What the exercise asks: The listing is to be reproduced exactly, excluding its pictures.

*** Begin section ***

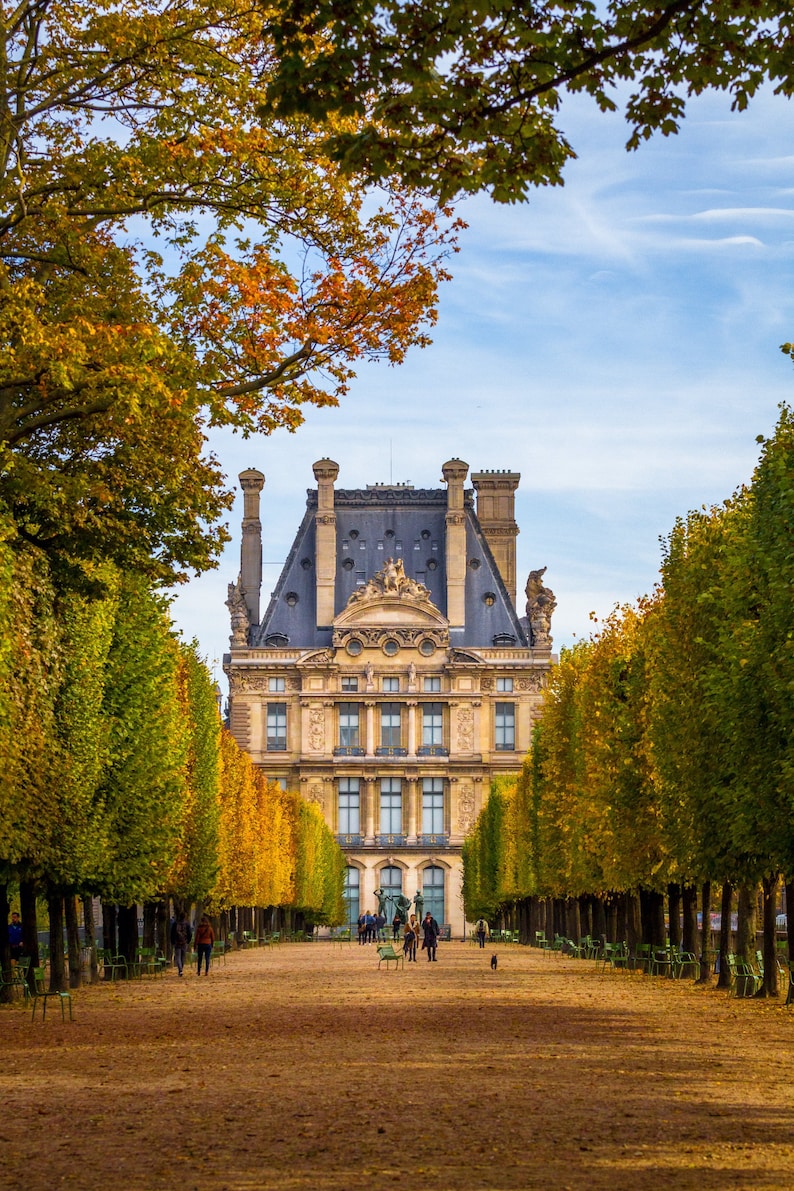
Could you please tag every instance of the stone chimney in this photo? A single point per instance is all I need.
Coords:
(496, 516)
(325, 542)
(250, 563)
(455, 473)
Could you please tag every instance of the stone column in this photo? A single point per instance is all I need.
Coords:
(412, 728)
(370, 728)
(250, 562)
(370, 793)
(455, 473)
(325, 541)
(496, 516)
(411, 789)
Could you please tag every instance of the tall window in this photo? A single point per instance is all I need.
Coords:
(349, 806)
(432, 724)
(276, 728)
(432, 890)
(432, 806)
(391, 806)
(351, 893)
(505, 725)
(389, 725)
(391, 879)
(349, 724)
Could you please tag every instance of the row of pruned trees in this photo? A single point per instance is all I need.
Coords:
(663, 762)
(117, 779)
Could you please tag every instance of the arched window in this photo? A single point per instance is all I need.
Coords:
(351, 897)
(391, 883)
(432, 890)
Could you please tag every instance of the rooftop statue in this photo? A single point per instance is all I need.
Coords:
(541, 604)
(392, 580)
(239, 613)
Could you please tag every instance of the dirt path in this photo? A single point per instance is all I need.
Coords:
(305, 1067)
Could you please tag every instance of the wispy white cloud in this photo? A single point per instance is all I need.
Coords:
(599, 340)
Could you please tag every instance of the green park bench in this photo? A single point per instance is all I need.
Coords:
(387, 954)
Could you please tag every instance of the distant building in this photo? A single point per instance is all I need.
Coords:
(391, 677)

*** End section ***

Result below:
Could you please tag every instance of the stone chimney in this photo? A single point per instance is all I need.
Coords:
(496, 516)
(325, 542)
(250, 563)
(455, 473)
Could you please tag every instance of the stone column in this photo? A single point per instance is all I need.
Coords:
(412, 728)
(370, 728)
(250, 562)
(370, 793)
(455, 473)
(325, 541)
(496, 516)
(411, 789)
Could you please tag every instance of the tall window in this photo? A single point per instance is all I need.
Coords:
(349, 806)
(432, 724)
(276, 728)
(432, 890)
(432, 806)
(391, 806)
(351, 893)
(505, 725)
(389, 725)
(391, 879)
(349, 724)
Could you please tag every instance of the row of pruned trees in this photo? A single point per instance is all I need.
Coords:
(663, 762)
(117, 779)
Could you please tag every instance of the arched window in this photo? A single point per instance is all I need.
Coords:
(351, 897)
(391, 883)
(432, 890)
Could you please tag every instance of the rooftop statue in this photo? A single point per instance is all I need.
Coords:
(541, 604)
(392, 580)
(239, 613)
Could you please tag every instance of the dirt path in this photo? A single point per instance is all I need.
Coords:
(305, 1067)
Could you please tag every instance of the wispy white cloud in this photo? A single point per instance is all I need.
Coords:
(599, 340)
Could you please tag every instance of the green park bench in this photo? A single point per instance is all I need.
Coords:
(387, 954)
Could you please tag every instance of the distant building in this photo? A single point per instance is all I need.
Coords:
(391, 677)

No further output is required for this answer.